Rewrite the data listing below with every instance of "car windshield" changed to "windshield glass" and nothing else altered.

(Data listing)
::::

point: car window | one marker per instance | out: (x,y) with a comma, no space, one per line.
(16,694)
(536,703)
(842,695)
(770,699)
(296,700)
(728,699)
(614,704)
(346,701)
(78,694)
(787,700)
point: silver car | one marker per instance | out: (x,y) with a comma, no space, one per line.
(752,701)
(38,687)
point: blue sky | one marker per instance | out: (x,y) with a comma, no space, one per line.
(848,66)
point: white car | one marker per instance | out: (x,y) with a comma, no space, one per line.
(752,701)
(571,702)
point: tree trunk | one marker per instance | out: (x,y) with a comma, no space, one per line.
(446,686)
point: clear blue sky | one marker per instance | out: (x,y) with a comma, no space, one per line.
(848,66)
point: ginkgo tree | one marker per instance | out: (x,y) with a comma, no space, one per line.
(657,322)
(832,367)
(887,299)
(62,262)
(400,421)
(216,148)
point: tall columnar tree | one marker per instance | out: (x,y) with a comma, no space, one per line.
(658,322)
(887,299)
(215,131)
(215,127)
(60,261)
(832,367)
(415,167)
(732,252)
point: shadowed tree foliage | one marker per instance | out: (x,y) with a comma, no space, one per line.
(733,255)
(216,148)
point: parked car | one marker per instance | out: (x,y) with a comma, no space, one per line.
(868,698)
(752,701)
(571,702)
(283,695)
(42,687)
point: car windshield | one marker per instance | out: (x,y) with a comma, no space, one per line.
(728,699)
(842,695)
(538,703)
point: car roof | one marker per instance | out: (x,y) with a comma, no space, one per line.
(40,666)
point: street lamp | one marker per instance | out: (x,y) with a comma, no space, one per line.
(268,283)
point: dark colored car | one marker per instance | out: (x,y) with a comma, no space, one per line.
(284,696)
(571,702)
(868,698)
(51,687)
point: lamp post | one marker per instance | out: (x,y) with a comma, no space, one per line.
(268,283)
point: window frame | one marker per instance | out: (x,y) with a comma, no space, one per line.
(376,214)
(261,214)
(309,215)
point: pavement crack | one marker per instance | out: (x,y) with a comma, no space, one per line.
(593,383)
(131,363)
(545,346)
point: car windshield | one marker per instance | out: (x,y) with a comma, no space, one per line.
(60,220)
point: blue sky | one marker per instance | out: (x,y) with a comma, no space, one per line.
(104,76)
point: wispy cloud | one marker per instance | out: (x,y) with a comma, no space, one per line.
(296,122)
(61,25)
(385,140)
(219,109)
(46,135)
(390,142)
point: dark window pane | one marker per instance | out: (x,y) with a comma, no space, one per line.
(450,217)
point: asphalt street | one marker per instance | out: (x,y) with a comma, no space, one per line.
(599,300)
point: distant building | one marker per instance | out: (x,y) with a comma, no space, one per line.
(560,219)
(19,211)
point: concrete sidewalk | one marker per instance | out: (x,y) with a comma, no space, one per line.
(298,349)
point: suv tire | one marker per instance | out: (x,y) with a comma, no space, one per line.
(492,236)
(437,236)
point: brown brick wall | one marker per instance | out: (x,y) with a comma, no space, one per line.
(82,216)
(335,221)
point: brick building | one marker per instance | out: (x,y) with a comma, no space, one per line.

::::

WORKED ANSWER:
point: car window | one marker per instance | out: (x,y) with a comma, no space, one per line.
(16,694)
(536,703)
(842,695)
(770,699)
(296,700)
(728,699)
(614,704)
(346,701)
(78,694)
(787,700)
point: silver car | one marker per instance | out: (x,y) with a comma, no space, one per line.
(752,701)
(38,687)
point: blue sky | one marker per instance | out: (x,y) with a comma, no space, one per line.
(848,66)
point: white car | one marker per instance | out: (x,y) with a comma, no space, one per line.
(752,701)
(571,702)
point: tree trunk | one marker per instance | out: (x,y) with a comma, no space, one per line.
(446,686)
point: clear blue sky | one marker per instance | out: (x,y) with a comma, no space, one per line.
(848,66)
point: ginkgo tree | one marker per instance | out: (x,y) with a comma, no space, one per line.
(657,322)
(832,367)
(887,299)
(62,262)
(400,421)
(216,148)
point: tall columnar tree | one marker per instance | out: (x,y) with a comma, no space, one per line.
(658,322)
(887,299)
(215,131)
(215,127)
(60,261)
(832,367)
(415,167)
(732,252)
point: shadowed tree foliage | one marker per instance | out: (x,y) with a comma, no space, one per line.
(733,255)
(216,148)
point: parked car | one marker per instance | out: (x,y) with a comma, no space, one per line.
(868,698)
(752,701)
(571,702)
(283,695)
(42,687)
point: windshield glass | one marker per instance | out: (x,y) with a comma, no space, one per line.
(728,699)
(842,695)
(538,703)
point: car roof | one marker per instance | out: (x,y) with a comma, no space, one per line.
(40,666)
point: street lamp | one marker per instance | out: (x,y) with a comma, no space, one per line.
(268,283)
point: dark colored car | one marker per instance | out: (x,y) with a comma, no space, one per line.
(284,696)
(571,702)
(868,698)
(51,687)
point: lamp post | one marker per instance | out: (x,y) with a comma, no space, one per line.
(268,283)
point: window frame | one marker per instance | out: (x,y) with a comma, no space, one per line.
(376,214)
(261,214)
(309,215)
point: pavement crack | one marker per instance | out: (x,y) with a comma, no space, one per line.
(593,383)
(131,363)
(545,346)
point: windshield glass | one marker per instance | out: (x,y) with a comma, no space, one per line.
(60,220)
point: blue sky | one marker per instance | out: (x,y) with a comma, no space, one per line.
(104,76)
point: wispy cloud | one marker per instance | out: (x,y) with a comma, no space, one per line.
(296,122)
(61,25)
(385,140)
(219,109)
(46,135)
(390,142)
point: dark window pane | one marker per instance | out: (x,y) with a comma, no space, one per line.
(450,217)
point: asphalt street | one marker per instance | out: (x,y) with a comma, no space, one per line.
(599,300)
point: distant building | one marker per instance | out: (x,y) with a comma, no space, one per line.
(560,219)
(19,211)
point: concrete sidewalk | one marker per instance | out: (x,y) with a comma, no space, one per line.
(298,349)
point: suv tire | one marker per instance | out: (x,y) with a comma, no space, one per line.
(492,236)
(437,236)
point: brown brick wall | one marker per instance | out: (x,y) with a comma, no space, one per line.
(82,216)
(335,221)
point: brick building | one marker per instance | out: (x,y) with a comma, no space, one per line.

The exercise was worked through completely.